Material to process START

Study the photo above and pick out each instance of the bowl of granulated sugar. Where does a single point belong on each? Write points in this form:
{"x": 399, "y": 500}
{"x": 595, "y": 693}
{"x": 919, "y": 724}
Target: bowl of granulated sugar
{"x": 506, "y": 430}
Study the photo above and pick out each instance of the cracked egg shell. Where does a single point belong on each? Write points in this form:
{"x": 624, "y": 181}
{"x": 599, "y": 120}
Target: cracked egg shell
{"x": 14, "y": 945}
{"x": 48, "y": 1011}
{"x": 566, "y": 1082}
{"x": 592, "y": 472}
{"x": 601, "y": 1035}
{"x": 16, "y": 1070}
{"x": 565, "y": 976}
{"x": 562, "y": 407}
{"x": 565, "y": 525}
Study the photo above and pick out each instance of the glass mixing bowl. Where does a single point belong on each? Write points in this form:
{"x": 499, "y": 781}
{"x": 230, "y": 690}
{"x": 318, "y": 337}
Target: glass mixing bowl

Material to process END

#### Exercise brief
Reproduce each line of the material that mentions "glass".

#### Written solution
Study the photo above and pick out each instance of the glass mixing bowl. Where does a single point belong on each? Write points in this form:
Target: glass mixing bowl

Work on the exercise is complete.